--- START The records ---

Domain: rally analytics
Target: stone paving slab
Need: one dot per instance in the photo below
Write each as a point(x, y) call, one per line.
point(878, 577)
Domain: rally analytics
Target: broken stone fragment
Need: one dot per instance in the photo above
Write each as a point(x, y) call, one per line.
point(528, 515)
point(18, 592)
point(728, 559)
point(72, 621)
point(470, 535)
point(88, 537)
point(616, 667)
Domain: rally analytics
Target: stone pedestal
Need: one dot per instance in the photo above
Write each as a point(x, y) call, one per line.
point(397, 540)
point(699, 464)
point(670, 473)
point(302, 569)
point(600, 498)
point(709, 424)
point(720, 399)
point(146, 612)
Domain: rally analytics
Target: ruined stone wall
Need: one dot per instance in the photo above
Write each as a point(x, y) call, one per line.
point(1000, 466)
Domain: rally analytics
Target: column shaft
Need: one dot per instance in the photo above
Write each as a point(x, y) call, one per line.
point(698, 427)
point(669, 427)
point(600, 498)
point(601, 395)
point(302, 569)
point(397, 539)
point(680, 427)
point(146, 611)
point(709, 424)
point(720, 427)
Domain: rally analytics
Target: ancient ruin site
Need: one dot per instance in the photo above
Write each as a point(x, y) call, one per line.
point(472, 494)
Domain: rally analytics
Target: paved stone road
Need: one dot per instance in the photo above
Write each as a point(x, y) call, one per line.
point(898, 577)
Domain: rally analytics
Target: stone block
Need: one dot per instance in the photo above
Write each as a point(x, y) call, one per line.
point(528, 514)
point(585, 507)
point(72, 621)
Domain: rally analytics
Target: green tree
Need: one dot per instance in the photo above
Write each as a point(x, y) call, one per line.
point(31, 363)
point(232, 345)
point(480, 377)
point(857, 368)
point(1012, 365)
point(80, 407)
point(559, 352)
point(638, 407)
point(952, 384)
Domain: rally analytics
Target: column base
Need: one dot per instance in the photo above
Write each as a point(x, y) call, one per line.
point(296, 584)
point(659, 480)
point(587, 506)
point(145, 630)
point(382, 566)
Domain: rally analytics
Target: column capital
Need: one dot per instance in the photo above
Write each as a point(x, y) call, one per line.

--- END The records ---

» What this task involves
Rescale the listing above, starting at its first line and ending at the line that contains "point(472, 494)": reproduce every line in full, and multiply each point coordinate in the answers by 0.5, rounding to whole numbers with halves rounded up.

» Answer to the exercise
Domain: rally analytics
Target: stone paving slab
Need: one dot per instance in the photo below
Write each as a point(x, y) call, one per line.
point(439, 289)
Domain: rally analytics
Target: broken stone fragment
Need: one dot per instance in the photo above
Write each as a point(x, y) call, one per line.
point(264, 258)
point(9, 296)
point(364, 280)
point(36, 311)
point(235, 268)
point(44, 269)
point(308, 334)
Domain: rally analytics
Target: stone pedestal
Need: one dot per instance in the photo above
Write each as a point(x, y) call, one per line.
point(199, 270)
point(350, 232)
point(335, 237)
point(151, 285)
point(300, 249)
point(355, 212)
point(360, 200)
point(73, 306)
Domain: rally analytics
Target: ruined stone wall
Need: one dot per instance in the photo above
Write each as a point(x, y) call, one per line.
point(500, 233)
Domain: rally analytics
Target: column shaft
Need: one dot per instance in the photo above
Write each as a point(x, y) call, one per line.
point(349, 214)
point(335, 214)
point(300, 249)
point(301, 198)
point(151, 285)
point(199, 270)
point(340, 214)
point(73, 306)
point(355, 212)
point(360, 214)
Domain: rally analytics
Target: ancient ruin site
Need: one dot per instance in the photo above
Write each as a point(x, y) call, one per line.
point(236, 247)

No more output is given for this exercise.